» EXTRACT
____________
The market is expected to reach $455.38 billion in 2025 at a CAGR of 6.9%.
The advertising agencies market consists of the sales of advertising services and related goods by entities (organizations, sole traders and partnerships) that plan, develop, create and manage advertisement and promotional activities in newspapers, radio, television, websites and social media sites. The advertising agencies market is segmented into TV, digital, print, OOH (Out-of-Home Advertising), radio and other advertising services. Only goods and services traded between entities or sold to end consumers are included.
The launch of artificial intelligence (AI) in advertising is gaining popularity in the advertising agencies market. Major players operating in the industry are continuously focused on introducing innovations and technologies to better serve the needs of consumers. For instance, as of May 2019, according to a survey, 47% of advertisers are currently using artificial intelligence for audience targeting. It has been reported that several companies are focusing their AI capacities to streamline their sales process, sorting out "hot" leads from "cold" prospects, cutting sales lead considerably, and improving sales productivity.
____________
» RECORD LIST
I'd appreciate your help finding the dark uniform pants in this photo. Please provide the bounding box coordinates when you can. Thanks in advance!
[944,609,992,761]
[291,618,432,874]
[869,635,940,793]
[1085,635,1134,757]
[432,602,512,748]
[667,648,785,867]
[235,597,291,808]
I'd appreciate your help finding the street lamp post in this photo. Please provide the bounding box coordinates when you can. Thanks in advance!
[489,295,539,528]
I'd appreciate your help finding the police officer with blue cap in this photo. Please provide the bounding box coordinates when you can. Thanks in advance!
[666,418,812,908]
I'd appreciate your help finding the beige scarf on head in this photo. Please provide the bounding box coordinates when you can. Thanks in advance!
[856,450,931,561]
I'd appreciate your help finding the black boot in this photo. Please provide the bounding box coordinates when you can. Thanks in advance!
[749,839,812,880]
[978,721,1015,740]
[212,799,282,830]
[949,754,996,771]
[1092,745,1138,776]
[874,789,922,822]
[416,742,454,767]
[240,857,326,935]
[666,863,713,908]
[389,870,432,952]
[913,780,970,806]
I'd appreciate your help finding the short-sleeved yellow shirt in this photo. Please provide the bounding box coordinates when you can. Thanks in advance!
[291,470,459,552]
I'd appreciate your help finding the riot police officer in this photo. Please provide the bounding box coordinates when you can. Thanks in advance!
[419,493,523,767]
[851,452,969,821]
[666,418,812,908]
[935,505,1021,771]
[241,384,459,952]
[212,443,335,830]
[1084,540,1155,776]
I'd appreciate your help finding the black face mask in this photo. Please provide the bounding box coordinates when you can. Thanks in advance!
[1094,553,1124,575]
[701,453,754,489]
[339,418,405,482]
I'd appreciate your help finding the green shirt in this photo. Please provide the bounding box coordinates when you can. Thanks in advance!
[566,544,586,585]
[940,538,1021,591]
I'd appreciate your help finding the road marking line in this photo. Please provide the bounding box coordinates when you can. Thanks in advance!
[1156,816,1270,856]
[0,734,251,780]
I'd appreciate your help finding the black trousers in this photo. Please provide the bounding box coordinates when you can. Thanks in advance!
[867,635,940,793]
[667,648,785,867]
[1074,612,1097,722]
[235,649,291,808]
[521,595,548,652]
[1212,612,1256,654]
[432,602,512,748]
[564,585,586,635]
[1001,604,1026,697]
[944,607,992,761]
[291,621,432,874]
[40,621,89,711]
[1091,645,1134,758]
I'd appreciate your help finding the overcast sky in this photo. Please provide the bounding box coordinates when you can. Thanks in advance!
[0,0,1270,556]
____________
» EXERCISE INSTRUCTIONS
1. Reproduce the advertising agencies text word for word.
2. Render everything in the records from the first line down to the line containing "[235,597,291,808]" as a Markdown table with the columns Row and Record line, numbering each line and skipping blank ones.
The text and the records have no connection to each other.

» RESULTS OF THE EXERCISE
1.
The market is expected to reach $455.38 billion in 2025 at a CAGR of 6.9%.
The advertising agencies market consists of the sales of advertising services and related goods by entities (organizations, sole traders and partnerships) that plan, develop, create and manage advertisement and promotional activities in newspapers, radio, television, websites and social media sites. The advertising agencies market is segmented into TV, digital, print, OOH (Out-of-Home Advertising), radio and other advertising services. Only goods and services traded between entities or sold to end consumers are included.
The launch of artificial intelligence (AI) in advertising is gaining popularity in the advertising agencies market. Major players operating in the industry are continuously focused on introducing innovations and technologies to better serve the needs of consumers. For instance, as of May 2019, according to a survey, 47% of advertisers are currently using artificial intelligence for audience targeting. It has been reported that several companies are focusing their AI capacities to streamline their sales process, sorting out "hot" leads from "cold" prospects, cutting sales lead considerably, and improving sales productivity.

2.
| Row | Record line |
|---|---|
| 1 | I'd appreciate your help finding the dark uniform pants in this photo. Please provide the bounding box coordinates when you can. Thanks in advance! |
| 2 | [944,609,992,761] |
| 3 | [291,618,432,874] |
| 4 | [869,635,940,793] |
| 5 | [1085,635,1134,757] |
| 6 | [432,602,512,748] |
| 7 | [667,648,785,867] |
| 8 | [235,597,291,808] |